Elenco attività:
#1 Secondo il brano sull'Egitto, perché il popolo continuò a protestare mentre i detentori del potere cercavano di mantenere il controllo? Rispondi in una, due o tre frasi.
#2 Prosegui il brano sull'Egitto a partire dal punto in cui si interrompe, mantenendo la voce di chi risponde.

Brano da leggere:
* * * *

Nell'Egitto è stato organizzato un vero Stato di polizia. Nel 1980, Sadat fece arrestare 1.500 intellettuali e uomini politici e proclamò lo Stato di emergenza a favore della lotta contro "l'estremismo". La costituzione fu sospesa ed il paese diretto a colpi di decreti presidenziali. Concludendo, tutto ciò è durato trenta anni, fino alla caduta di Mubarak, nel 2011.

In che misura l'Egitto è cambiato in questa rivolta?

Mohamed Hassan. Innanzitutto, i detentori del potere del regime hanno ancora provato a mantenere il loro controllo accrescendo lo Stato di emergenza e lasciando cadere Mubarak. Hanno portato avanti sostituti dai loro stessi ambienti: inizialmente il vicepresidente Soeleyman, quindi il generale Tantawi ed un altro membro del consiglio militare, Shafik. Allo stesso tempo, hanno continuato a fare ogni sforzo per gettare maggiore discredito possibile sulle proteste e scalzarle. Ma il popolo voleva un vero cambiamento e ha dunque continuato a protestare. Concludendo, si sono svolte le elezioni: elezioni politiche a fine 2011 ed elezioni presidenziali nel maggio 2012.

* * * *

Materiale di studio:
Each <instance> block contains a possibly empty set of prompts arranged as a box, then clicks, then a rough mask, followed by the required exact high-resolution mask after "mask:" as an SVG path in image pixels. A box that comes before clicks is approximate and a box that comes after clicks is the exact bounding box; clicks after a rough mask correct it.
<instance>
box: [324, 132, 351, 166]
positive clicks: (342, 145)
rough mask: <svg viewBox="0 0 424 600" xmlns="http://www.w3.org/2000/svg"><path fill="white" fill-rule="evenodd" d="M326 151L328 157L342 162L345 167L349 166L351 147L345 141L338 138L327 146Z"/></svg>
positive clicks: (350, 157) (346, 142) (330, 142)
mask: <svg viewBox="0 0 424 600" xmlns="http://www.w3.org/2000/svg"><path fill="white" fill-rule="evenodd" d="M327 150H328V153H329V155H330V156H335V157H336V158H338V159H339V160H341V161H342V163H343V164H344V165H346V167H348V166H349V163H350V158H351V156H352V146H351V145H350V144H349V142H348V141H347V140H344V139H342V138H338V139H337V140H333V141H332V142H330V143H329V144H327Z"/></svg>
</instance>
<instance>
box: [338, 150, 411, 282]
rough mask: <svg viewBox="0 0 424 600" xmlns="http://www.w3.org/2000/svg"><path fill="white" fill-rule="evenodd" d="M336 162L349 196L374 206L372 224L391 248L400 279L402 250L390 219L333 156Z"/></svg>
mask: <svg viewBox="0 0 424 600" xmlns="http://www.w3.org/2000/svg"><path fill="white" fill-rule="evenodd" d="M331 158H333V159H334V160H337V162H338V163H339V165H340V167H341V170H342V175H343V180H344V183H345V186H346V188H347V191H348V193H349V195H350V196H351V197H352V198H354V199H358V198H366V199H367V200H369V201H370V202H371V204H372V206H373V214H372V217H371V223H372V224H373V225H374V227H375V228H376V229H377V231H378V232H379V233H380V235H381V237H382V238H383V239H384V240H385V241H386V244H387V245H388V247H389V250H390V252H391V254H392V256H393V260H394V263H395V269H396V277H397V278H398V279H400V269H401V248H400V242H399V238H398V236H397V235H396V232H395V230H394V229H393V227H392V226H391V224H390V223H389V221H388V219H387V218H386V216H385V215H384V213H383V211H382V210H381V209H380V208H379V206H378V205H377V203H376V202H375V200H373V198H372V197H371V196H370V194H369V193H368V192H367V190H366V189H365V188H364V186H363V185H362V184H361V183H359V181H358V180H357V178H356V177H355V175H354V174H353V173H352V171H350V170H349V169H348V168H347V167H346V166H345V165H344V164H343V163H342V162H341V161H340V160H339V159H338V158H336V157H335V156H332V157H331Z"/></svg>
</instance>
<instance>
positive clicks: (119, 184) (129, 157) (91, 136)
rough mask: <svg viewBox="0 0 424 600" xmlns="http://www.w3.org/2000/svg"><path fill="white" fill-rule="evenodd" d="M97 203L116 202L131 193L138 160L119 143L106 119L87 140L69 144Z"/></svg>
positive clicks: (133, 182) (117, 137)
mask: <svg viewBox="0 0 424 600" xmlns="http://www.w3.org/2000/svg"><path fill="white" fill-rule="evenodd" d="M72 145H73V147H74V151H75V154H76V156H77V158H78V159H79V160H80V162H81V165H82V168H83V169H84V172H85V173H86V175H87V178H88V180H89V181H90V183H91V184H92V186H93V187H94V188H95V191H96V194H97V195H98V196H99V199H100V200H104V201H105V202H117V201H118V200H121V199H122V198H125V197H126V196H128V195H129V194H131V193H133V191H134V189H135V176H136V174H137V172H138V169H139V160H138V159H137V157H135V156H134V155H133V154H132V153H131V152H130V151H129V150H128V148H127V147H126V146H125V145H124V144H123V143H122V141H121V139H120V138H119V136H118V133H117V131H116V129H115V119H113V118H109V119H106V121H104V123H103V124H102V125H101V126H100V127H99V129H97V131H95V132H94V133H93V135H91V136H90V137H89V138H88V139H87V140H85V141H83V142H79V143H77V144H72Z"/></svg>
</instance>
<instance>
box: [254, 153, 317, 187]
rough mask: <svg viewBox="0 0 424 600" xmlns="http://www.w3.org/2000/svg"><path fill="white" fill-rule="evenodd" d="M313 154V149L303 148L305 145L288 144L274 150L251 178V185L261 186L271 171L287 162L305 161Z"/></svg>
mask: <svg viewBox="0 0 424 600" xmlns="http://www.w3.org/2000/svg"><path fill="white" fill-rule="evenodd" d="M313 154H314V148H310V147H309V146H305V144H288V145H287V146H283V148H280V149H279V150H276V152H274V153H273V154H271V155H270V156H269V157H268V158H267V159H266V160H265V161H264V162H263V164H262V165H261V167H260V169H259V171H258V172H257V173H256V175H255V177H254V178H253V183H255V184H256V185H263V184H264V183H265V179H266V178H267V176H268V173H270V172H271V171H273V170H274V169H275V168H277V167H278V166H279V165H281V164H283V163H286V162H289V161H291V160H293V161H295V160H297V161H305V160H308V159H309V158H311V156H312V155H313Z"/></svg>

* * * *

Risposte alle attività:
#1 Il popolo continuò a protestare perché voleva un vero cambiamento. I detentori del potere, invece, si limitavano a lasciar cadere Mubarak e a proporre sostituti dai loro stessi ambienti, come Soeleyman, Tantawi e Shafik, cercando nel frattempo di screditare le proteste.

#2
In questo periodo transitorio, la grande coalizione contro Mubarak si è disintegrata. Lo spazio democratico ristretto che si era creato, fu riempito da decine di partiti che, spesso, erano stati vietati durante i decenni precedenti. Inoltre molti giovani intellettuali, in parte attirati dal pensiero ideologico occidentale diffuso dalle ONG, hanno tentato di organizzarsi. Ma i Fratelli Musulmani erano gli unici con una vera e propria forza organizzativa e una base reale tra gli strati più poveri e attraverso le loro reti sociali. Così hanno facilmente vinto le elezioni parlamentari. Ma i fedeli di Mubarak non hanno mai rinunciato realmente alle loro enormi proprietà ed alle loro posizioni nell'ambito dell'apparato dello Stato. Hanno continuato ad esercitare una grande influenza. I risultati della prima tornata delle elezioni presidenziali hanno molto bene riflesso le relazioni di forza tra i due blocchi di potere: due partigiani dell'islam politico, Morsi, dei Fratelli Musulmani e Abdel Moneim Aboul Fotouh, un candidato indipendente che si era separato dai Fratelli Musulmani, ottenevano rispettivamente il 24,7 % e il 17,5 %. I vecchi fedeli di Mubarak, come Shafik e Amr Moussa ottenevano ancora rispettivamente il 23,6 % e l'11 %, mentre il candidato dei giovani intellettuali e di un fronte di partiti di sinistra, Hamdeen Sabahi, doveva accontentarsi del 20,7 %. Al secondo turno, Morsi ottenne il 51,7 %, contro il 48,3 % per Shafik.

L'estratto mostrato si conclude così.